In last week’s 7-2 Supreme Court decision in the Bladensburg Cross case, the Court abandoned the nearly five decade old “Lemon test” in favor of a “history test.”
Under the Lemon test, from the 1971 case Lemon v. Kurtzman, a religious display, to be constitutional, 1) had to have a secular purpose; 2) its primary effect could not either advance or inhibit religion; 3) it couldn’t result in an excessive government entanglement with religion. Under the new “history test” it just has to be old.
Because the Bladensburg Cross, a monument to those who died in World War I, has been around for nearly a hundred years it’s constitutional. It doesn’t matter that it’s a Christian cross and promotes the Christian religion; the passage of time supposedly diminishes that it is a religious symbol and somehow makes it secular and constitutional.
The Military Religious Freedom Foundation (MRFF), like many other groups, vehemently denounced this ruling.
Slavery was around for far longer than the Bladensburg Cross; women couldn’t vote for a very long time. Therefore, if this “history test” were applied to those things they would be perfectly constitutional, right?
But we at MRFF are wondering how this new “history test” doctrine will play out in a current federal lawsuit filed on behalf of a MRFF client — a case in which MRFF clearly has history on its side.
--------------------------------
COMPLETE THE FOLLOWING =>
1 – Answer these questions from the piece on the Bladensburg Cross ruling:
(a) What was the vote in the Supreme Court decision?
(b) Which case, from which year, gave the Lemon test its name?
(c) Whom is the Bladensburg Cross a monument to?
2 – Recast the paragraph of the Bladensburg Cross piece that begins "Under the Lemon test" as a short list of the requirements it describes.
3 – Carry the piece on the Bladensburg Cross ruling forward from its last sentence.

EXTRACTED DATA =>
--------------------------------
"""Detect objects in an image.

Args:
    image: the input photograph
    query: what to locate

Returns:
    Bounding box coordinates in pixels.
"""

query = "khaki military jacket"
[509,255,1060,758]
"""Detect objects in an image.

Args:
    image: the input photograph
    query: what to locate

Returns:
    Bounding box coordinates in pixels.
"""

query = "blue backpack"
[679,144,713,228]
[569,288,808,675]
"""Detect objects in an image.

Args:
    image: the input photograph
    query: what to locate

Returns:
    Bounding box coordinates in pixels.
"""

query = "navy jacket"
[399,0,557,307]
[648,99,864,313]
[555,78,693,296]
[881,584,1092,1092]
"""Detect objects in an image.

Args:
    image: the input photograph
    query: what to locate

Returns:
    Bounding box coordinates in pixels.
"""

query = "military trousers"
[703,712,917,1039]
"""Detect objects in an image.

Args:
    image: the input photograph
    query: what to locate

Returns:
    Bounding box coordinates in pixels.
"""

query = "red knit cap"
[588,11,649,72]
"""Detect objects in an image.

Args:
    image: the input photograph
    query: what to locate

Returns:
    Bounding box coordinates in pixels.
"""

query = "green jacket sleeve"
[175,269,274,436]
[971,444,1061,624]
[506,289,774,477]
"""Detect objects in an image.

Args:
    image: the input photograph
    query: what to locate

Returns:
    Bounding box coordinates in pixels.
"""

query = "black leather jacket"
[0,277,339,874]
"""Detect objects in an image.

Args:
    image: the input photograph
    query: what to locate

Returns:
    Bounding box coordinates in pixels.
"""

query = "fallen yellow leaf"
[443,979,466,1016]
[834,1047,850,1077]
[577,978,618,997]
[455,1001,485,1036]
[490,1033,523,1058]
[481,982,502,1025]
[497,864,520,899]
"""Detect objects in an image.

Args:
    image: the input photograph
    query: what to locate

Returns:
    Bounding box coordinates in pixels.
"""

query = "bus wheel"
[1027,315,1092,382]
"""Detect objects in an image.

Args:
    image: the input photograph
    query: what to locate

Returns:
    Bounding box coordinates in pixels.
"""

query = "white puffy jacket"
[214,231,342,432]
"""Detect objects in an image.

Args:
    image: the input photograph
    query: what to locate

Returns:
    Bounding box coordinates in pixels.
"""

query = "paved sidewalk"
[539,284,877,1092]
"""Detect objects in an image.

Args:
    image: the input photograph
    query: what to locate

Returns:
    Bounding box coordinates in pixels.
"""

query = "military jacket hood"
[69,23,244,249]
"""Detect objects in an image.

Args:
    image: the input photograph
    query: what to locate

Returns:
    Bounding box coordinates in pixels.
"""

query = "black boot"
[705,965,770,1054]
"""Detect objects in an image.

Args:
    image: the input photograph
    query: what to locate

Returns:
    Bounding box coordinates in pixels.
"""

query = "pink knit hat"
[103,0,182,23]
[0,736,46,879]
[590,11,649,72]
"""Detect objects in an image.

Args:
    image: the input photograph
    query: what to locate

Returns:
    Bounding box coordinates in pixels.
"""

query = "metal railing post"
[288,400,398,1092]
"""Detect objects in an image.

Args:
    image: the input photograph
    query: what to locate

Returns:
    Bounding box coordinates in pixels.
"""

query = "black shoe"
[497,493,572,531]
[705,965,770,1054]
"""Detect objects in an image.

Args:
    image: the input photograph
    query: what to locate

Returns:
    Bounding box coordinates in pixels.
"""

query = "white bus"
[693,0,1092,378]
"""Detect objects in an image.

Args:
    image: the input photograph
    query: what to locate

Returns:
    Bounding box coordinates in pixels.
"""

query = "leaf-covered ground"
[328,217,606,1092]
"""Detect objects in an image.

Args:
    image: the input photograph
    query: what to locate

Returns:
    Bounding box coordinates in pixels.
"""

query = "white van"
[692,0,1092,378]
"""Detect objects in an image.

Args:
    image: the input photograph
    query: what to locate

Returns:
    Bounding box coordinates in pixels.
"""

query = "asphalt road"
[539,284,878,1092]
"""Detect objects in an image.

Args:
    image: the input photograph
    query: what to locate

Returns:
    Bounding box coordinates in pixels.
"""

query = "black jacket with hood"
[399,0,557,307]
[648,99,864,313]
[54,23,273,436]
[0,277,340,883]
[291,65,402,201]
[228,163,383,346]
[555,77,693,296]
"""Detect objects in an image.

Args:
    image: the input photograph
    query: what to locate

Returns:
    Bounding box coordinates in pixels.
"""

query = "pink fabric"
--------------------------------
RESPONSES BY TASK =>
1 –
(a) 7-2
(b) Lemon v. Kurtzman, 1971
(c) Those who died in World War I

2 –
Under the Lemon test (Lemon v. Kurtzman, 1971), a religious display was constitutional only if:
- it had a secular purpose;
- its primary effect neither advanced nor inhibited religion;
- it did not result in excessive government entanglement with religion.

Under the new "history test," a display only has to be old.

3 –
Here’s the background of the case:
On January 28, 2019, MRFF founder and president Mikey Weinstein contacted the VA Medical Facility in Manchester, New Hampshire on behalf of fourteen clients, all of whom are veterans who receive medical care at the facility and most of whom are Christians, regarding the placement of a Bible on the POW/MIA Missing Man Table located in the facility’s entry area.
Within three hours of being contacted by Mikey, the Acting Staff Assistant to the Director of the Manchester VAMC emailed a confirmation that the Bible would be immediately removed from the display, writing:
"I want you to know that you can inform your clients that the Manchester VAMC has the utmost respect and admiration for all Veterans, regardless of their beliefs. As such we are going to be removing the Bible from the display to better serve all Veterans."
But in February the Bible was put back on the table, now in a large, bolted-down plexiglass display case, making it not just part of the display but the focal point of the display.
So, in May, one of MRFF’s clients, Air Force veteran James Chamberlain, filed a federal lawsuit to get the Bible removed from the display.
What does the Bladensburg Cross decision’s “history test” have to do with this case? Well, history is clearly on the side of MRFF and its client when it comes to keeping Bibles off of POW/MIA table displays.
A Bible was not part of the original POW/MIA table tradition, started in 1967 by a group of Vietnam combat pilots known as the “River Rats.” The untraditional practice of adding a Bible, and turning what was started as a tradition to honor all POW’s and MIAs into a display honoring only Christians, didn’t emerge until over thirty years later, when the VFW Ladies Auxiliary published a script for the setting of the table and included a Bible among the items in a 1999 issue of their magazine.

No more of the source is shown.